- TASKS
1 > Sum up the article below on following tech events from afar in two sentences.
2 > Carry on the article below on keeping up with tech events remotely, picking up right after its last sentence.

- PASSAGE SHOWN
⁂

Facebook’s F8 developer conference starts today and, even if I had a plane ticket, I couldn’t be there. The same went for Twitter’s Chirp conference last week and the iPhone OS 4.0 release the week before that. It just wasn’t in the stars and, more importantly, the budget – but that’s what technology is for, right?
On that point, we’d like to look at a few ways you can keep up with the news coming out of today’s F8 conference and other events you might not be able to attend in person but want to watch, in real-time, nonetheless. And for your convenience, we’ve embedded streaming video of the F8 Keynote after the jump.
First, for more less secretive events like today’s F8 conference, there’s the fully authorized, sponsored live-streaming video. And often a search on sites like UStream and Justin.tv get a number of somewhat shaky but nonetheless informative smartphone videos of the events. Often, these sites are the place to go for streaming video of less open events, like most any of Apple’s clamped-down product releases. Then there’s the old faithful hashtag, the identifier that shows you tweets that are (supposedly) related to the same topic, though sometimes fall short on that point. And lets not forget any number of live blogs.
But beyond all of these standard tools, we were reminded of an aggregator of all these different ways of remotely monitoring a real-time event that’s been around for a bit more than a year now and is just as useful as ever – Almost.at.

⁂

- SUPPLIED DATA
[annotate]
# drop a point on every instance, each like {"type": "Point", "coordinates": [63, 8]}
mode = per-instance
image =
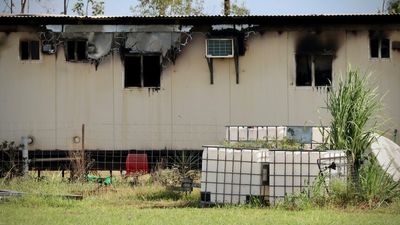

⁂

- EXPECTED ANSWERS
1 > Unable to attend Facebook's F8 conference and other recent tech events, the writer looks at ways to follow such events in real time from a distance. Options include official live streams, smartphone videos on UStream and Justin.tv, Twitter hashtags, live blogs, and Almost.at, an aggregator that gathers these sources in one place.

2 >
Almost.at is a sweet looking tool written in Cappuccino by David Cann for the express purpose of “Following People at Real-World Events in Real-Time”. The service can be used on the web or in a standalone browser for Mac OSX 10.5+ and gathers all the content it can about a specific event from a number of services: Twitter, Flickr, YouTube, TwitPic, TinyURL and Bit.ly. Streaming in real-time, Almost.at shows a number of different events in the left-most column, pulls in related tweets in the next, pictures and videos after that, and then related articles and external links in the final column. Even better, the web app offers a minute by minute timeline at the bottom of the screen, showing when the conversation was most active and allowing you to browse everything by the timeline.
So, while we’ll certainly be keeping an eye on our own cultivated lists of who’s who on Twitter, Almost.at will likely be the main browser tab we keep open alongside the live-streaming broadcast that we’ve embedded at the end of this post.
But before you get to watching today’s F8 conference, you may want to catch up on what we’re expecting, so here are a few links to that end:
- Om Malik’s F8 Preview explains “How Facebook Plans to Take Over The Web”.
- Marshall Kirkpatrick anticipates that a Facebook Firehose May Be Released at Developer Conference F8.
- Inside Facebook’s Eric Eldon also gives a round-up of all the rumors leading up to the F8 conference that helps put everything in context.
- Marshall Kirkpatrick also expects that Facebook May Launch Recommendation Service For Other Websites.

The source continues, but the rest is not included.